## DOCUMENT SEGMENT
========

Listen to the Full Episode:

 

Featured on the Show:

 

Join us in the Vibrant Happy Women Club!

Learn more about the Vibrant Happy Women Coach Certification!

Click here to leave a review, or leave a rating and review in Apple Podcasts or Amazon Podcasts

 

Full Episode Transcript:

You’re listening to the Vibrant Happy Women podcast. I’m Dr. Jen Riday and on this episode we are talking about the important essential topic of how to be a brave woman. Stay tuned.

Hi, I'm Jen Riday. This podcast is for women who want to feel more vibrant, happy, aligned, and alive. You'll gain the emotional, physical, and spiritual tools you need to get your sparkle back and ensure that depression, anxiety, and struggle don't rule your life. Welcome to the Vibrant Happy Women Podcast.

My friends, welcome back to the podcast. I’m so glad that you’re here with us today because this episode is so, so juicy for me personally and I hope for you as well. My question for you is how often have you aspired to be brave in your life? Is brave one of those adjectives that you aspire to, chase after, go for? My guest today, Rachael Evans explains that bravery in general throughout the world is ascribed to men for heroic deeds like being a firefighter, saving someone from floodwaters, or saving someone from danger, or being a hero on the battlefield. We all have these ideas of bravery.

========

## ENTRIES
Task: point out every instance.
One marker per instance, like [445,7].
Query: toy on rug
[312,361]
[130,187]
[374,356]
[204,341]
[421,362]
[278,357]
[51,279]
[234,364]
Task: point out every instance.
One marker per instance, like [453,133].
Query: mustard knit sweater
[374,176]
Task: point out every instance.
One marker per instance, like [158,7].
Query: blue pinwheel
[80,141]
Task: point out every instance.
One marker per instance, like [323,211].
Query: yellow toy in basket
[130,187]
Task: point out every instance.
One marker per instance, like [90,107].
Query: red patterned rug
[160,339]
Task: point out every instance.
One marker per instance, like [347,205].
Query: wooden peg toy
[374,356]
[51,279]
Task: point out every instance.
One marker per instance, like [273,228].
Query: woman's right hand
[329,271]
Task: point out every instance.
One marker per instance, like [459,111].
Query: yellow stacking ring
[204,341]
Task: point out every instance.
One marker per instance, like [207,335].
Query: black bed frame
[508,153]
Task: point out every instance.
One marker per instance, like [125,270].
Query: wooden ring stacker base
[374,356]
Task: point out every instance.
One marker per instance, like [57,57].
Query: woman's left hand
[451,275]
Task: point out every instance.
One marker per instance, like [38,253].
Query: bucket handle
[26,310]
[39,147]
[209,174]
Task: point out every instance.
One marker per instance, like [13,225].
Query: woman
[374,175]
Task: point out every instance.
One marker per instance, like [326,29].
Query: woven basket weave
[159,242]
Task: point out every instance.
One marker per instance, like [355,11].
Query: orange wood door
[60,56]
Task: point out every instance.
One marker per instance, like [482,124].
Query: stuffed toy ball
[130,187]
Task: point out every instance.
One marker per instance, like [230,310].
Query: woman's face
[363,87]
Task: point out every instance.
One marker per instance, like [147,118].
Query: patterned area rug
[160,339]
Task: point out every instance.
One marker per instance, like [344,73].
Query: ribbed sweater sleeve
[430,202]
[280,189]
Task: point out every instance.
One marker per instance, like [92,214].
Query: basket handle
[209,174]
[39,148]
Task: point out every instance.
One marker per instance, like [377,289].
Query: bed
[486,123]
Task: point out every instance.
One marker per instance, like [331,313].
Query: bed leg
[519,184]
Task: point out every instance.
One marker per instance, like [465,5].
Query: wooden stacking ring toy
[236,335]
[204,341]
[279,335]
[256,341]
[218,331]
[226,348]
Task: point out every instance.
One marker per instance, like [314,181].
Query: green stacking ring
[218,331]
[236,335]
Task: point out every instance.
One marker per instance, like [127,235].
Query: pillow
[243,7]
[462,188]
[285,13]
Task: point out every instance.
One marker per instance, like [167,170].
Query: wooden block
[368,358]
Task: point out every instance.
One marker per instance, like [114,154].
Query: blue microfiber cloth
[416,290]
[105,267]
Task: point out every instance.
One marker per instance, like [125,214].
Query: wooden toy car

========

## WHAT IS ASKED
**a.** Decide whether each statement agrees with the podcast episode page, answering yes or no and quoting the deciding words: (i) The host of the podcast is Dr. Jen Riday. (ii) The guest says bravery around the world is generally credited to women. (iii) The podcast is meant for men who want to feel more alive.
**b.** Translate this sentence from the podcast episode page into Spanish: "My question for you is how often have you aspired to be brave in your life?"

## ANSWERS BY TASK
**a.**
(i) Yes: "I’m Dr. Jen Riday"
(ii) No: "bravery in general throughout the world is ascribed to men for heroic deeds"
(iii) No: "This podcast is for women who want to feel more vibrant, happy, aligned, and alive."

**b.** Mi pregunta para ti es: ¿con qué frecuencia has aspirado a ser valiente en tu vida?